Records contained in a dataset:
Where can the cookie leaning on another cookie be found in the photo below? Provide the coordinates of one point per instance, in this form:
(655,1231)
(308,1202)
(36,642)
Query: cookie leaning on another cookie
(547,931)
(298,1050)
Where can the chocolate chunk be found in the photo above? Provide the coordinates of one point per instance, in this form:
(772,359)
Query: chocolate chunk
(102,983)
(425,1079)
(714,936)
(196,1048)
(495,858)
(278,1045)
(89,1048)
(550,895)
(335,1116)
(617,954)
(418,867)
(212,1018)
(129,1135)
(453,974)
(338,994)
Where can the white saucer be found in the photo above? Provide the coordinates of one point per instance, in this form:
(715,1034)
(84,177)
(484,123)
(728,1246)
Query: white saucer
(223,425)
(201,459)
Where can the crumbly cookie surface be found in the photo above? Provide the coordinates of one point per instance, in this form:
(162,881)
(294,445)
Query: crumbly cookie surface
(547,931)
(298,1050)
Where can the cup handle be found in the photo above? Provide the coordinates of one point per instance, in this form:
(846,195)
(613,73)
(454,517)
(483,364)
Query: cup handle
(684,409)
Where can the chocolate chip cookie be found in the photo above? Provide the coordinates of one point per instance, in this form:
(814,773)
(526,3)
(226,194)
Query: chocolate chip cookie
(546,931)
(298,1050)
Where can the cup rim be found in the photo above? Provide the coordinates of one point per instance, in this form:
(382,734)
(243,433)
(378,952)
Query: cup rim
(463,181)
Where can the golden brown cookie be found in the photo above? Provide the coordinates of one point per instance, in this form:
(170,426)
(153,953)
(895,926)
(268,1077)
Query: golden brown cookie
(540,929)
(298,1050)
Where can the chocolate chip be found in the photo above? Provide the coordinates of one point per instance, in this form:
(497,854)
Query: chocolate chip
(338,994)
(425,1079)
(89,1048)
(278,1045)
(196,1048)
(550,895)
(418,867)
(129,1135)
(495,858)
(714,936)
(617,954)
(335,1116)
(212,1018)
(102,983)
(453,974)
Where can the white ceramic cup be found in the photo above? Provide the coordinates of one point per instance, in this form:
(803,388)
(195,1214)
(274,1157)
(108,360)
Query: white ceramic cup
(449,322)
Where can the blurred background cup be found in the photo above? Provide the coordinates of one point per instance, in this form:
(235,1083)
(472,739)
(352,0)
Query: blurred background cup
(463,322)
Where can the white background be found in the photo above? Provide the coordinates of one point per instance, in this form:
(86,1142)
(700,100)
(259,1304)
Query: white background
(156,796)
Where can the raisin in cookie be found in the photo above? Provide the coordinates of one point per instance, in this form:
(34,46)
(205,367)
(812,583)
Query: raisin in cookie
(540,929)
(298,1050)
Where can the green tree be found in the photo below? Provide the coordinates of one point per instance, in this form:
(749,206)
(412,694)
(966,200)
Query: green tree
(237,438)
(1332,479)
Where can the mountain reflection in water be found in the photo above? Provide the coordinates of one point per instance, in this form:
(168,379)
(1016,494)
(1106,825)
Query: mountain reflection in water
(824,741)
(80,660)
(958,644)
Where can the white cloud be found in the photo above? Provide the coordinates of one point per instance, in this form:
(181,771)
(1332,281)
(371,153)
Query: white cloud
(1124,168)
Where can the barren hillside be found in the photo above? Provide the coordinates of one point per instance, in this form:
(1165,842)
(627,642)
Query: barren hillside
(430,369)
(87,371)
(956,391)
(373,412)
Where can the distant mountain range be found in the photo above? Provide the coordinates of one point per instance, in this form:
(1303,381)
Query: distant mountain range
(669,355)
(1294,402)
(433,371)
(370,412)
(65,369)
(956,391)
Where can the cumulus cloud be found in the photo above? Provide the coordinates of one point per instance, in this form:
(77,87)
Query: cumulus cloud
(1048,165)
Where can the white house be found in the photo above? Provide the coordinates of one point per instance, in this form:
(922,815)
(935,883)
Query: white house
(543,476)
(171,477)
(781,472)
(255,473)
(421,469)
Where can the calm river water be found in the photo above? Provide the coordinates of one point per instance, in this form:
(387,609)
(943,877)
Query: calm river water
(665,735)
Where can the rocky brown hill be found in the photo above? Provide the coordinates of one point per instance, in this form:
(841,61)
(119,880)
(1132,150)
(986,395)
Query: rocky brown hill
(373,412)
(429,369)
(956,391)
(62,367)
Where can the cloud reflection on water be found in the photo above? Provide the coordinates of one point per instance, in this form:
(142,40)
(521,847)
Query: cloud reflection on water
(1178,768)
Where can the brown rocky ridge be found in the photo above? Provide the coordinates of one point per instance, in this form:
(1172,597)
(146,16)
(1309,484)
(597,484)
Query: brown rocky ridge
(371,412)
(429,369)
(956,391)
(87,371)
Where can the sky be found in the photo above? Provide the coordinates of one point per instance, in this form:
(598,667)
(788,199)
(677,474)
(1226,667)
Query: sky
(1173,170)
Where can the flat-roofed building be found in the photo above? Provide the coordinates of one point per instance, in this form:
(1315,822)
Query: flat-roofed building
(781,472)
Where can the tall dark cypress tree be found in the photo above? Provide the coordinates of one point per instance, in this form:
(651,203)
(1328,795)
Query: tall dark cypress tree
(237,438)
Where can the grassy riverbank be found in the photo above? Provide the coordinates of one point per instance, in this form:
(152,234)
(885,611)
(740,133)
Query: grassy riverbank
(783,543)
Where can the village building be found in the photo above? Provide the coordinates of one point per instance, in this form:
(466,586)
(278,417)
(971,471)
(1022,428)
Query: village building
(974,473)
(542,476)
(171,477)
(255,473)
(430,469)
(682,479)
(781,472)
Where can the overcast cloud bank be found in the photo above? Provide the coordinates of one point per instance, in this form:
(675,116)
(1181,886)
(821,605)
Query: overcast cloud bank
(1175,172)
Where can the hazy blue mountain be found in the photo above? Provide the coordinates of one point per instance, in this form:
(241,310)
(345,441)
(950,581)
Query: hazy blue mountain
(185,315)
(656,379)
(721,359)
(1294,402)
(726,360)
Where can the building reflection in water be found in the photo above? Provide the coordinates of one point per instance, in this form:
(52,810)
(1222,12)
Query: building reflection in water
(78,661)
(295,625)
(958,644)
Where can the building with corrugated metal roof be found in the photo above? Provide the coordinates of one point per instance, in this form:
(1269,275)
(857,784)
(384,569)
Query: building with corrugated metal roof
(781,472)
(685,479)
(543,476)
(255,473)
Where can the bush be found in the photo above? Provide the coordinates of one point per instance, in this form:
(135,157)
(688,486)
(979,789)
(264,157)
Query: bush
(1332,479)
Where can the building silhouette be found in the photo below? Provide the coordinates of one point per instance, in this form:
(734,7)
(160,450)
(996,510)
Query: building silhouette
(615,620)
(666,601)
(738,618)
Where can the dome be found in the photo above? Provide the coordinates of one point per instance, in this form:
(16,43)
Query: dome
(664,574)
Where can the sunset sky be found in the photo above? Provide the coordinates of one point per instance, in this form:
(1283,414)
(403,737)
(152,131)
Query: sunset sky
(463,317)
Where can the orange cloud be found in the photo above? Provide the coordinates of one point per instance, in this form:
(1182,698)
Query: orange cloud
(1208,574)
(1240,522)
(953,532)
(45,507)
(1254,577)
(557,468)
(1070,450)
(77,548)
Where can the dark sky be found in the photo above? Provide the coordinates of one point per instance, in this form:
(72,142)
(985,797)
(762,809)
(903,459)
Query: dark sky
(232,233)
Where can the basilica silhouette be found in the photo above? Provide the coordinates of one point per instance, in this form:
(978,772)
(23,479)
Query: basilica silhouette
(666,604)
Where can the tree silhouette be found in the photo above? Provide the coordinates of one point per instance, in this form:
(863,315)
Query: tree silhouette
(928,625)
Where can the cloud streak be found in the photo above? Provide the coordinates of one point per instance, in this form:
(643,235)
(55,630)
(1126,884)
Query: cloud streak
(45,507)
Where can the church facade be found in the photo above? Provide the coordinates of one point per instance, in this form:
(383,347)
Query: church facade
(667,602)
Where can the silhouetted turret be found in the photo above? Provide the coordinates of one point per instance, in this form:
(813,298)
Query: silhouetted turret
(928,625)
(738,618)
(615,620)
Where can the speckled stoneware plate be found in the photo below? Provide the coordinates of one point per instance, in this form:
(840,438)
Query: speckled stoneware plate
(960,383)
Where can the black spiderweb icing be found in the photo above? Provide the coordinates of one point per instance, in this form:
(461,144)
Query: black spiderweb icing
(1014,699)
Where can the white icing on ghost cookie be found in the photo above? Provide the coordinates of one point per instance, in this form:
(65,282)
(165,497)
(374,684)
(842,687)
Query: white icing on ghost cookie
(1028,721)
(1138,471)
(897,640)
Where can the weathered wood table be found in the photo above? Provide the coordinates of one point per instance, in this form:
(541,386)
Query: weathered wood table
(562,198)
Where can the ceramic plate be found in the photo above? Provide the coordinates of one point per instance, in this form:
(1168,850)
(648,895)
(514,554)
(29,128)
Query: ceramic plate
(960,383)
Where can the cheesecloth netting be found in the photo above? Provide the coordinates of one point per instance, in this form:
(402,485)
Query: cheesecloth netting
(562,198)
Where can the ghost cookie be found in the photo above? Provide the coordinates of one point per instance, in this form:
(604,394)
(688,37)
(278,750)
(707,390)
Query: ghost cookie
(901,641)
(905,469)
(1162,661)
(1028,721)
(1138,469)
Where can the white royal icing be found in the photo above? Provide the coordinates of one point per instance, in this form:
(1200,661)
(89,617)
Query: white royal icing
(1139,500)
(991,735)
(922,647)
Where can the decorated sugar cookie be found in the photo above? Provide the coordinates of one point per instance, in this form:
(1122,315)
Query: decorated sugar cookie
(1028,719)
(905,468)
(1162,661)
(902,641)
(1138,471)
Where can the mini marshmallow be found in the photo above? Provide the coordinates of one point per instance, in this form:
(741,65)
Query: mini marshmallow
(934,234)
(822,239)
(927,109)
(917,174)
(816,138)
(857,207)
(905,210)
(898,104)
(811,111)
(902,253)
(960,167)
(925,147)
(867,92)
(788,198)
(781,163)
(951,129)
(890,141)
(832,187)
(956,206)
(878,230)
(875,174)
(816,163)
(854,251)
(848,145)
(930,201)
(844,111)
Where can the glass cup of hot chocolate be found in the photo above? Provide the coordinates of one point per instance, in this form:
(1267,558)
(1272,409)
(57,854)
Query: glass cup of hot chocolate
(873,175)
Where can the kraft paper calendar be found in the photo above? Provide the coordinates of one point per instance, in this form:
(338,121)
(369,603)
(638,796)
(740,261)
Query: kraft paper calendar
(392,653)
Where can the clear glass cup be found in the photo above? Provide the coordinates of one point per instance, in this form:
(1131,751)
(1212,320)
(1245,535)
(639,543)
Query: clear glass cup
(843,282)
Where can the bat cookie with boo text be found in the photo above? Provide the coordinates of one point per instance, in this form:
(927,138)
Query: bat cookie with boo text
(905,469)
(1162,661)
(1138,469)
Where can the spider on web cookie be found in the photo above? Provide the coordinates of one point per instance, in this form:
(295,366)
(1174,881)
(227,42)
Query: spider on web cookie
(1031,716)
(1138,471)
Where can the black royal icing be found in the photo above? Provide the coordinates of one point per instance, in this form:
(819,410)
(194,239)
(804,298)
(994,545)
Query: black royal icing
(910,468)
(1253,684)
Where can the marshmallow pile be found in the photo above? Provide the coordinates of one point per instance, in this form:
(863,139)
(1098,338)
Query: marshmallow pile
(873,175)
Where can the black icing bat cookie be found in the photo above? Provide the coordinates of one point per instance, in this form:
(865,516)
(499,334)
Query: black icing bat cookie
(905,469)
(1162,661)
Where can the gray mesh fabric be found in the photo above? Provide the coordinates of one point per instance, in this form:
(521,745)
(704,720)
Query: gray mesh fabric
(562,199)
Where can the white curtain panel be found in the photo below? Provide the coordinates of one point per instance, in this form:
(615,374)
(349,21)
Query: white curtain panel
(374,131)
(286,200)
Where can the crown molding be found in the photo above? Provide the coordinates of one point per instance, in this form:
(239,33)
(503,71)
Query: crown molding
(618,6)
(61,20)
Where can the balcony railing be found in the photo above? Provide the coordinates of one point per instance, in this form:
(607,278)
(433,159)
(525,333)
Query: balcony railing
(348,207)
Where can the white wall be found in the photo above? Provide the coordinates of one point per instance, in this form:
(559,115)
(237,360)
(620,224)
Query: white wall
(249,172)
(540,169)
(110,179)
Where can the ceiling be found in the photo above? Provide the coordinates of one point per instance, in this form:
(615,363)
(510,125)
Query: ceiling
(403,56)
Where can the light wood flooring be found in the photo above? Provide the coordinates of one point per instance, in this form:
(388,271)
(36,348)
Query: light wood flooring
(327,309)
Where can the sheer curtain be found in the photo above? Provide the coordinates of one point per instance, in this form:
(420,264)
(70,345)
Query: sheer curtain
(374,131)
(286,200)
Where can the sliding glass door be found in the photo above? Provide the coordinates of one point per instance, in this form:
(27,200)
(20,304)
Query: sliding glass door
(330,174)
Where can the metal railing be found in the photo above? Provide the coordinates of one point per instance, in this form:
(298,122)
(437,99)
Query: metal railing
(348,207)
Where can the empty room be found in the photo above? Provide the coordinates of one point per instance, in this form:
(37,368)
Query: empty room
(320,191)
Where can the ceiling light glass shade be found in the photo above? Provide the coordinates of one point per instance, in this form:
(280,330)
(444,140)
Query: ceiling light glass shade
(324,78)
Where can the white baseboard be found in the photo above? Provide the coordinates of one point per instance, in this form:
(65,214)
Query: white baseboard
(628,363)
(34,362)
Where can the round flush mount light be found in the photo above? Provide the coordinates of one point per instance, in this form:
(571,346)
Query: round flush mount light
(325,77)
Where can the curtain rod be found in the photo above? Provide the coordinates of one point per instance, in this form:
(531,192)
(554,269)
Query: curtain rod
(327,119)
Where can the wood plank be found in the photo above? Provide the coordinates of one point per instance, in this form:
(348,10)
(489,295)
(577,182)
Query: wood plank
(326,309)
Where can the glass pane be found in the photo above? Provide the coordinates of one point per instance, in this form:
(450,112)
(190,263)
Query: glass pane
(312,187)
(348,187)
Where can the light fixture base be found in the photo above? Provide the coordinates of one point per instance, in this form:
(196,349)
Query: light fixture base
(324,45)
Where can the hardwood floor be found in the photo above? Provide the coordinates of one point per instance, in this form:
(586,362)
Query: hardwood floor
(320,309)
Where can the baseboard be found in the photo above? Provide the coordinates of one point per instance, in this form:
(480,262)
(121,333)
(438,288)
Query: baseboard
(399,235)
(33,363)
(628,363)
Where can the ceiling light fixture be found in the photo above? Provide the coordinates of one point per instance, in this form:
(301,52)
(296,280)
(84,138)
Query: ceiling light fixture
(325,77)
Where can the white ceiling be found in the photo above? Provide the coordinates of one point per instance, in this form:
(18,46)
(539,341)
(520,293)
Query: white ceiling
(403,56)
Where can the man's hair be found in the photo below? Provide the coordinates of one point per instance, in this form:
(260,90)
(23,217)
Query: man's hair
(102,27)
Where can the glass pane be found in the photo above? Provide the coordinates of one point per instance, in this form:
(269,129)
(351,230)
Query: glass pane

- _Exercise instructions_: Copy the lines from the entries above in which the word "below" appears.

- _Task answer_:
Where can the cookie leaning on another cookie be found in the photo below? Provide the coordinates of one point per instance, in this form:
Where can the green tree be found in the photo below? Provide the coordinates of one point per instance, in this form:
Where can the building silhouette be found in the photo below? Provide the coordinates of one point per instance, in this form:
Where can the speckled stoneware plate be found in the photo below? Provide the coordinates of one point per instance, in this form:
Where can the white curtain panel be found in the photo below? Provide the coordinates of one point per instance, in this form:
Where can the man's hair be found in the photo below? Provide the coordinates of one point per instance, in this form:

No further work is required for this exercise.